--- Data provided ---
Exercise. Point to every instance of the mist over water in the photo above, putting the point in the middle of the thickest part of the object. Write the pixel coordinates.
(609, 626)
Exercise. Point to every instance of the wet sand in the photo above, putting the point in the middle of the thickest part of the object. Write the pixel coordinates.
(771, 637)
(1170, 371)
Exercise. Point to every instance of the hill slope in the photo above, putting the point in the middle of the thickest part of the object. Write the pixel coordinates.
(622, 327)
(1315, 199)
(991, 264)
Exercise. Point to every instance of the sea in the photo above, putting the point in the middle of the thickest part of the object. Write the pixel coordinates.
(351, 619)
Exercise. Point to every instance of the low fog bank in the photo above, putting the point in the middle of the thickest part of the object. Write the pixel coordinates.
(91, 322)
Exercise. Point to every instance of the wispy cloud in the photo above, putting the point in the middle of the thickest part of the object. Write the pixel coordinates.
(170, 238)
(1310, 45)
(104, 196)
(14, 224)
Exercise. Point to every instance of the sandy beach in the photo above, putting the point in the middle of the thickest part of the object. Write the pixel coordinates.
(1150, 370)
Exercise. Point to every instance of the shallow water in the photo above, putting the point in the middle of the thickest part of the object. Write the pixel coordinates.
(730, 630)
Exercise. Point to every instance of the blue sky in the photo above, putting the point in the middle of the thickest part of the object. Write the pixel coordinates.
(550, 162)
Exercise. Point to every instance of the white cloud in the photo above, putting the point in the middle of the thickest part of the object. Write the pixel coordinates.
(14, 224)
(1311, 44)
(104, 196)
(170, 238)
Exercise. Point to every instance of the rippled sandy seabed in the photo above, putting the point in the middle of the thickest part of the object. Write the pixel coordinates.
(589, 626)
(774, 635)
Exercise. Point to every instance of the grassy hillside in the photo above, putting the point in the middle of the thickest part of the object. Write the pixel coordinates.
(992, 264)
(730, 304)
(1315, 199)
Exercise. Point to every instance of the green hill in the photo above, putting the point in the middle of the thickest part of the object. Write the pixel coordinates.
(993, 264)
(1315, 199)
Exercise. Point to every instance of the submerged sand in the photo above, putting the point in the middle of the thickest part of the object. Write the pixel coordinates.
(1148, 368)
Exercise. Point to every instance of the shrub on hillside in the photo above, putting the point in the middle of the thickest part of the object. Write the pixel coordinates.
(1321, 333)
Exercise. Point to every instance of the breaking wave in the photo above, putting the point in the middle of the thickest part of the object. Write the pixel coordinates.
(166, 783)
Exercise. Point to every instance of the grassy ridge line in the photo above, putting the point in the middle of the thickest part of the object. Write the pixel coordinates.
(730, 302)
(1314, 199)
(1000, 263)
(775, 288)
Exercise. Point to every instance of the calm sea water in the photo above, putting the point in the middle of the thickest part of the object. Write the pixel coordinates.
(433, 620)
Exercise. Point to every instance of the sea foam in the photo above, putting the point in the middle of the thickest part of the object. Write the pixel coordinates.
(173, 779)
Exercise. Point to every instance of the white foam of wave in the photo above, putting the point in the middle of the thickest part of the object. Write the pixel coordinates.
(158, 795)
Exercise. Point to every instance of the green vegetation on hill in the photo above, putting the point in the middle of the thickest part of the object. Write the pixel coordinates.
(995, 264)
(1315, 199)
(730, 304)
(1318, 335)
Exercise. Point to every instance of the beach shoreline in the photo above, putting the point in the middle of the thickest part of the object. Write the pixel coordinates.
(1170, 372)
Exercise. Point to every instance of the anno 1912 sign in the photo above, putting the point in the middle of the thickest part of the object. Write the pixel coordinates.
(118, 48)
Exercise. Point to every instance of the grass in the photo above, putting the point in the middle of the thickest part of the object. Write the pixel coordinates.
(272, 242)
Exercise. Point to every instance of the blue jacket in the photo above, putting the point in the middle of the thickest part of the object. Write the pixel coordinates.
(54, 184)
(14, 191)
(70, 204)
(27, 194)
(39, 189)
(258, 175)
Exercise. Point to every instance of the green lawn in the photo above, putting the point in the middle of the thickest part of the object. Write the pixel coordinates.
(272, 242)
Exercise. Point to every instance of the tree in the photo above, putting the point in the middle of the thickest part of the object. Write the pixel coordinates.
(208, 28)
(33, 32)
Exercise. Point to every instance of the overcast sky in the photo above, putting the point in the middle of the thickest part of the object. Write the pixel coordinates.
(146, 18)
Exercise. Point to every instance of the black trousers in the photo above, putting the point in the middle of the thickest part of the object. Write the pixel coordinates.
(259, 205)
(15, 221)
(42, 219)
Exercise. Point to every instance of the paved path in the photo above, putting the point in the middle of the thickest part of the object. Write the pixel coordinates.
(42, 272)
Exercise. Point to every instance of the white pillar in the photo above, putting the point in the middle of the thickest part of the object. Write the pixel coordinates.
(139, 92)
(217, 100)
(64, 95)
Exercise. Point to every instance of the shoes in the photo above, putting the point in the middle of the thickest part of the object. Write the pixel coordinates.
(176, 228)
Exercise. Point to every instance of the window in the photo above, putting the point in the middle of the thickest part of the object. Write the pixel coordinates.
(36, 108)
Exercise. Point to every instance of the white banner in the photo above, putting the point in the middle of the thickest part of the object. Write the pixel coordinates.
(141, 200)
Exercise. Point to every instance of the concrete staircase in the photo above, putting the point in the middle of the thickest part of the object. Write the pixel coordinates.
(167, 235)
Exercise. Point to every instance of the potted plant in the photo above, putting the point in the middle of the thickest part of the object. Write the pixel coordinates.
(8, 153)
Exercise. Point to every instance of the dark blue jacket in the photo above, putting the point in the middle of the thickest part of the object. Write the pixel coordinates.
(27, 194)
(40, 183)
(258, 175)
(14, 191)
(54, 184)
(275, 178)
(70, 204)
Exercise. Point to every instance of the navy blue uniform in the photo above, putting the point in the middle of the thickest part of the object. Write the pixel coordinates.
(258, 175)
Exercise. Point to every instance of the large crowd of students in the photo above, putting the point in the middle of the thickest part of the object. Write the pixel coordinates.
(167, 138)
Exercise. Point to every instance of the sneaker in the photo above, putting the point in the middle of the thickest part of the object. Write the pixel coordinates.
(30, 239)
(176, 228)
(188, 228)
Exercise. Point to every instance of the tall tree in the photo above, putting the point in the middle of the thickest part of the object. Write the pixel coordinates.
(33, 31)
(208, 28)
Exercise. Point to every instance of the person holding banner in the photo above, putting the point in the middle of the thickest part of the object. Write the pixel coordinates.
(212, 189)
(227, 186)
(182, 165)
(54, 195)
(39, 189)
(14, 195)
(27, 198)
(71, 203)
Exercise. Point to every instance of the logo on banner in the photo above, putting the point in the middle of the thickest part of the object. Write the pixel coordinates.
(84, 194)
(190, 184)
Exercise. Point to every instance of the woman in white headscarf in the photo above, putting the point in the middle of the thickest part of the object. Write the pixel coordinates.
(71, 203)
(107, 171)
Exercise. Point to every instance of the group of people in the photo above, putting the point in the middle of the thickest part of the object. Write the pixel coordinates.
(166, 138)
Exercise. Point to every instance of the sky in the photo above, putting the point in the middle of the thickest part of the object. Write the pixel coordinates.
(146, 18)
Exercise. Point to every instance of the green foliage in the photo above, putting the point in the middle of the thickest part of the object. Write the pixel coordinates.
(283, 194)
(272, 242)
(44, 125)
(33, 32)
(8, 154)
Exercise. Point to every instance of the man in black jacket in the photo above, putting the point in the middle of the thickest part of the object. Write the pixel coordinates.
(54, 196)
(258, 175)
---
(Work item): Starting with the line that contains "Exercise. Point to every instance of the group", restate every line up to and including the last one above, exactly.

(Task response):
Exercise. Point to every instance of the group of people in the photo above, putting the point in the middle of the thickest part of the object. Write the pixel coordinates.
(166, 138)
Exercise. Point to every instance of the sky in the photo above, putting the point in the middle of the thickest part of the object. Write the pixel coordinates.
(146, 18)
Exercise. Point to every instance of the green foliage in the photo above, putting the point in the middle of the thickest part of the object. Write the pixel coordinates.
(283, 194)
(272, 242)
(44, 125)
(33, 32)
(8, 154)
Exercise. Point to every instance of the man in black jacket in the photo above, putting the point in the middle of the thickest part of the object. Write the pixel coordinates.
(54, 196)
(258, 175)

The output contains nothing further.